Text block:
--

Ripping up calendars
          
          By JUAN L. MERCADO, juan_mercado77@yahoo.com
          
          January 1, 2012
          
          New 2012 calendars 
          will now be tacked up and those of 2011 shredded.  In Year 153 BC, two 
          Roman consuls then set January 1 as the New Year – for hard-nosed 
          military reasons. Since then, various customs evolved since to mark 
          the passing of five hundred twenty five thousand six hundred minutes.
          
          
          Relax.  Besieged 
          Supreme Court chief justice Renato Corona didn’t get a second more 
          than Torio, our neighborhood beggar. “Time is the one thing given to 
          everyone in equal measure,” Seneca wrote.
          
          The optimists, among 
          us, itch to see the new year in.  The pessimists would make sure the 
          old one finally beat it.  “The object of a new year is not that we 
          should have a new year,” G.K. Chesterton reminds us. “It is that we 
          should have a new soul”.
          
          Thus, some heed the 
          ancient counsel: “Be still.” They give thanks in quiet prayer. Many 
          carom into the usual noise barrage. As dawn breaks, exhausted doctors 
          in emergency rooms will still be treating those blasted by 
          firecrackers – and stray bullets.
          
          On January 1, 
          Catholics mark the “Solemnity of Mary, Mother of God”. “Mary is 
          Islam’s most honored woman,” the Economist points out.  She’s the only 
          one to have a whole chapter named after her in the Koran.

--

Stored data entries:
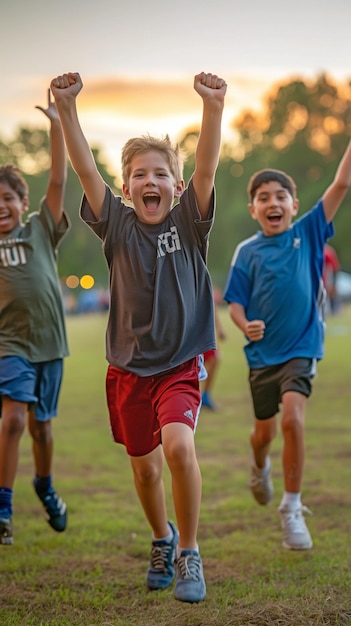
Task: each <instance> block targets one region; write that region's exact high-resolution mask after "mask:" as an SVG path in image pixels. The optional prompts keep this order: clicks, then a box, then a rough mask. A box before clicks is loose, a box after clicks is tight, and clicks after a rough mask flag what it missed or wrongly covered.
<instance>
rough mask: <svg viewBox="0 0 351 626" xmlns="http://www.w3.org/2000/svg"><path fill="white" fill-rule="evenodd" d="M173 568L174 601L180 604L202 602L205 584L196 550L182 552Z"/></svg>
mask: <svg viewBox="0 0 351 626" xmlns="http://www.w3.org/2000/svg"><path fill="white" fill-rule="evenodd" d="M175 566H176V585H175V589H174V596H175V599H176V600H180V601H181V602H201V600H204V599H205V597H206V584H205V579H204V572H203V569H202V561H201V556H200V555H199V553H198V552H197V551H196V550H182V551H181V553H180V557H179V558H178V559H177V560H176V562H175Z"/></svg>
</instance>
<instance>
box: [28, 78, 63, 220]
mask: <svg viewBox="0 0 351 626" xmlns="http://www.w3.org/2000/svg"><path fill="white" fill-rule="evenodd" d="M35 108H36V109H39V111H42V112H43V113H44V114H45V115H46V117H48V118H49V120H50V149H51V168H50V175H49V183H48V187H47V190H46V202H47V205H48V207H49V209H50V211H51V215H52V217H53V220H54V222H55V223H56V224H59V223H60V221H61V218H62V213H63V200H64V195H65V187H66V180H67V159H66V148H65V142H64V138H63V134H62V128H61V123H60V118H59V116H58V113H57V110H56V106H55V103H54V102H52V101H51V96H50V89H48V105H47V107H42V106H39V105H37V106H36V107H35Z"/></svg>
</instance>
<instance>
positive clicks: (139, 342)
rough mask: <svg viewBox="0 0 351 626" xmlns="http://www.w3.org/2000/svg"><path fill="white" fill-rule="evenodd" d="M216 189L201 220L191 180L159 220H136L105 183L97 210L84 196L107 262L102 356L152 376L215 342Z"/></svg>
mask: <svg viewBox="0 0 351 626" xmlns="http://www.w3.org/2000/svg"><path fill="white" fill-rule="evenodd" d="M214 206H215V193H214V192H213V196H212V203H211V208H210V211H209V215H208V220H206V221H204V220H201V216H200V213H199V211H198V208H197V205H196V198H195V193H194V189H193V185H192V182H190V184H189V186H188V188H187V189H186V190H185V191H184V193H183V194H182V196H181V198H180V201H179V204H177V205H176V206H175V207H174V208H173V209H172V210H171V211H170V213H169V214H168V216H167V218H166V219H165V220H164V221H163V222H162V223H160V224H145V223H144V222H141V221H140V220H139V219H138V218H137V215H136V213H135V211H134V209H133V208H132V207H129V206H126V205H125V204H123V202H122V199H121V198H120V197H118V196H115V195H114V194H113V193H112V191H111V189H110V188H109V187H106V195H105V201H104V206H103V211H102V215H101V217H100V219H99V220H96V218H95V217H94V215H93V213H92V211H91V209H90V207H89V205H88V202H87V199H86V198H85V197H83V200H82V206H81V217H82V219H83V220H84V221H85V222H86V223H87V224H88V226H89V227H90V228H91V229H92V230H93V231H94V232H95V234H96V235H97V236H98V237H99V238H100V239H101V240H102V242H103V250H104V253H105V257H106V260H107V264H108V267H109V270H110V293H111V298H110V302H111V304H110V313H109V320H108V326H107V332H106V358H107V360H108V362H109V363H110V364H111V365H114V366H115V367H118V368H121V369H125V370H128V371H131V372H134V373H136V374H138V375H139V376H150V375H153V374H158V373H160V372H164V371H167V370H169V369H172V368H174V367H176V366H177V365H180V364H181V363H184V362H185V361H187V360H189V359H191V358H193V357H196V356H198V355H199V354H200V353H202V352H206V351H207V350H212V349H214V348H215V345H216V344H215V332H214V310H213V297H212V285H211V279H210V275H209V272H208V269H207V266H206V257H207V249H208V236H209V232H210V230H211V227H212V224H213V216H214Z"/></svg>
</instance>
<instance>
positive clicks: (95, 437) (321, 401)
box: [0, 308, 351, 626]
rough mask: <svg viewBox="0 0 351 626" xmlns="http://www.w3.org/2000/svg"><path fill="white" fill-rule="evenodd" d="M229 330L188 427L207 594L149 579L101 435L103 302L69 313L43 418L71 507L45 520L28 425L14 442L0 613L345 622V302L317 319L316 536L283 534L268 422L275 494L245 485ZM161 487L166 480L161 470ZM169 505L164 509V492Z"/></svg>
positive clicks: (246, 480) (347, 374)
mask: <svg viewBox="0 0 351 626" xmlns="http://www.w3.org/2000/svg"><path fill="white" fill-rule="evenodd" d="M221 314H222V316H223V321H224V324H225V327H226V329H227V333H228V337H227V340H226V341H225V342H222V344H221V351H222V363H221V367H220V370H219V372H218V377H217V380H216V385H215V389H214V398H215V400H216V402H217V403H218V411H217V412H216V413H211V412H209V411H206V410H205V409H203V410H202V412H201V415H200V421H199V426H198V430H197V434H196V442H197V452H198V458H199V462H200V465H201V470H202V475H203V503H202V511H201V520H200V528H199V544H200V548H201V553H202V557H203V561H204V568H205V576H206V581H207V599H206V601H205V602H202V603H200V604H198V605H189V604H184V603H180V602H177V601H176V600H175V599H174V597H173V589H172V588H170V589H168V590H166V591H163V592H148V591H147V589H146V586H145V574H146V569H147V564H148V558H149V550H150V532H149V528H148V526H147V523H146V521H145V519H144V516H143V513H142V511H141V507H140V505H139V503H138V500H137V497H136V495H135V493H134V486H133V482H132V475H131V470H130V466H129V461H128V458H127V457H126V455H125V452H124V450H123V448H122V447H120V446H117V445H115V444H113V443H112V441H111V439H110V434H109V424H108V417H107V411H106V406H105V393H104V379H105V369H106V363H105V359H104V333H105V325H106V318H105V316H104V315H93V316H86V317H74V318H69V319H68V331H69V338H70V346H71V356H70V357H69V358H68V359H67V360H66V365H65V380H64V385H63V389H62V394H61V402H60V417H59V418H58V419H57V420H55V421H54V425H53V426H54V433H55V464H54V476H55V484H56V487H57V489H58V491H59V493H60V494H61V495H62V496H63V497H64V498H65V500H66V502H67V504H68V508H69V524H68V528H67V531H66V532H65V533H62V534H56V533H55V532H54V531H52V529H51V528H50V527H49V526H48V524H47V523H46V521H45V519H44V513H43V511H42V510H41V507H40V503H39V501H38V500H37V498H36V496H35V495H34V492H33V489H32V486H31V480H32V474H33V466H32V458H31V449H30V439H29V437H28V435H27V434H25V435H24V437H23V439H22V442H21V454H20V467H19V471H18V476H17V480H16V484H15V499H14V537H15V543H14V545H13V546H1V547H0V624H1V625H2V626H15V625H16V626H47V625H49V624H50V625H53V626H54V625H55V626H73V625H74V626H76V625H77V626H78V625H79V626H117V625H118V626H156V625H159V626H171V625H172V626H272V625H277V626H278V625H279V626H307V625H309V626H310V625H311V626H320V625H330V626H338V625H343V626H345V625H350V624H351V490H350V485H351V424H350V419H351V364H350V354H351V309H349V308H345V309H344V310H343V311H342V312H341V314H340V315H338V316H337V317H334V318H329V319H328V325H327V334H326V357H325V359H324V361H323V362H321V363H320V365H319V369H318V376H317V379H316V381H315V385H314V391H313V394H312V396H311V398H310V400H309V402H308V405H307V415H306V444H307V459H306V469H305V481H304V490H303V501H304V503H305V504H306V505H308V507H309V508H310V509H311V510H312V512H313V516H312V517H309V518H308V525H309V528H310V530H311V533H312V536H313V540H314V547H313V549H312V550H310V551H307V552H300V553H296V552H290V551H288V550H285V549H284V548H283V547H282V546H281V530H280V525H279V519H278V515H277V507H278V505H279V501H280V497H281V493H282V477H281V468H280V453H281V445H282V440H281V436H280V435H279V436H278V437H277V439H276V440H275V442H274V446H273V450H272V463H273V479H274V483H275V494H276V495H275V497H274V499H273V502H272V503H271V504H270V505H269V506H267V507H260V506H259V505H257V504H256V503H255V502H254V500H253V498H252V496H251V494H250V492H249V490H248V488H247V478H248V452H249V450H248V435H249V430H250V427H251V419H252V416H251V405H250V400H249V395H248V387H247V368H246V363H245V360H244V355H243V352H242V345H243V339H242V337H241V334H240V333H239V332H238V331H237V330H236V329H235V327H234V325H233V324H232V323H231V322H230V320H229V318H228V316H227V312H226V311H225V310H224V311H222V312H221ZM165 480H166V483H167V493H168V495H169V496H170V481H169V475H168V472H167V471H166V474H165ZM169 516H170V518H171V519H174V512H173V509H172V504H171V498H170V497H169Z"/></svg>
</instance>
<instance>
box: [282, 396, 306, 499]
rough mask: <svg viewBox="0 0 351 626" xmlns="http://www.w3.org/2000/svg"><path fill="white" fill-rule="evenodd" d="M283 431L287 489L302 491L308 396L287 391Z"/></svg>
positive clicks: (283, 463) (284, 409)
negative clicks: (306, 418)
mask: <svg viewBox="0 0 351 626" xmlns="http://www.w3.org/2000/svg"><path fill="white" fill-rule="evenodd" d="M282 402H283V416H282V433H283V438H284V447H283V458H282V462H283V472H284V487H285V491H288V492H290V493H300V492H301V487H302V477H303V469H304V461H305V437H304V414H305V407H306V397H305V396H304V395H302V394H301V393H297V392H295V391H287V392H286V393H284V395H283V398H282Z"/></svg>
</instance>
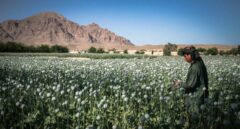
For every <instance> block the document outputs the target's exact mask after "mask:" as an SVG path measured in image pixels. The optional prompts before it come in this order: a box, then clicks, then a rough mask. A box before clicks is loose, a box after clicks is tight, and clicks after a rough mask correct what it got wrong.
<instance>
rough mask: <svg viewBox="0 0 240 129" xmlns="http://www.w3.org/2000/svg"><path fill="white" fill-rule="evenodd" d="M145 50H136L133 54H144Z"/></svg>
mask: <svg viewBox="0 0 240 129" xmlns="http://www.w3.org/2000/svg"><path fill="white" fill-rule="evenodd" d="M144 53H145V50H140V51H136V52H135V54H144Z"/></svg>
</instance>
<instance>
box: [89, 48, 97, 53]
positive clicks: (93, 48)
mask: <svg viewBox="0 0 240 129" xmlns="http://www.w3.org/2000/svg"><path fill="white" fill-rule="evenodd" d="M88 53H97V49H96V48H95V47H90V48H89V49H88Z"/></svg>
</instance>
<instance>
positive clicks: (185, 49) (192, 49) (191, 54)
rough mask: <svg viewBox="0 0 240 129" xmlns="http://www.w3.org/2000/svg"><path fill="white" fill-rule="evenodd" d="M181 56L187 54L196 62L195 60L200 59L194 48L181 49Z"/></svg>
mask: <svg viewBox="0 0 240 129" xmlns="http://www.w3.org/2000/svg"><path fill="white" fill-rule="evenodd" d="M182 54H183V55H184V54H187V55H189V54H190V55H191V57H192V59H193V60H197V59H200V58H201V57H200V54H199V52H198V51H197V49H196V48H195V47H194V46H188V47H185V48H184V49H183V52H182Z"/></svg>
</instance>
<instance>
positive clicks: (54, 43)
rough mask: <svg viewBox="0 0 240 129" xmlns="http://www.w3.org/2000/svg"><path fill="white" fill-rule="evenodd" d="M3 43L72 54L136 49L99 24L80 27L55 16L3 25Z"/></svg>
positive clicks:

--

Work order A:
Return every row above that contains the string "positive", matching case exactly.
Work order B:
Extend the New Year column past its last sentence.

Answer section A:
positive clicks: (139, 342)
positive clicks: (95, 437) (321, 401)
positive clicks: (246, 480) (347, 374)
positive clicks: (283, 463) (284, 409)
positive clicks: (93, 48)
positive clicks: (185, 49) (192, 49) (191, 54)
positive clicks: (54, 43)
positive clicks:

Answer section B:
          “Christians and 
          Muslims see, in Mary, an affirmation that there is no limit to the 
          proximity of God that any human being can attain…Surely, that is 
          reason enough for people of any faith to feel reverence for history’s 
          foremost Jewish mother.”  She is our fallen nature’s “solitary boast”.
          
          Blogs are the new kids 
          on Media Avenue.  Some now run individual yearend reviews, just as 
          newspapers, radio and TV traditionally do. These summaries tally the 
          past year’s issues.
          
          “Life can only be 
          understood backwards,” Soren Kierkegaard insisted.  “But it is best 
          lived forward.”  Crystal bowl features are a standard of yearend media 
          reports. “In times like these, it is helpful to remember there have 
          always been times like these”.
          
          Discerning the future 
          has never been one of mans special strengths. How do you 
          Crystal-balling is about making educated guesses of what lies beyond 
          the horizon.  From today’s realities, one sifts the trends likely to 
          endure – and reshape tomorrow. “In today, tomorrow already walks.”
          
          Nonetheless, the drill 
          to glimpse ahead usually reaches fever pitch on New Year. “If you 
          could look into the seeds of time / and say, which will grow and which 
          will not,” Shakespeare wrote.
          
          “Death keeps no 
          calendar” yearend.  Reviews list prominent individuals who passed away 
          in 2011.  That includes Czechoslovakia’s “Velvet Revolution” leader 
          Vaclav Havel, the paranoid Korean dictator Kim Jong Il, computer whiz 
          Steve Jobs to Fr. Fausto Tenorio, the selfless priest of Mindanao 
          lumads.
          
          Shouldn’t media do 
          also a yearend listing of “unfinished business.”?
          
          This is, after all, a 
          country of few closures. We waffled on the Japanese collaboration 
          issue.  Few were punished for martial law abuses.  Look at Imelda.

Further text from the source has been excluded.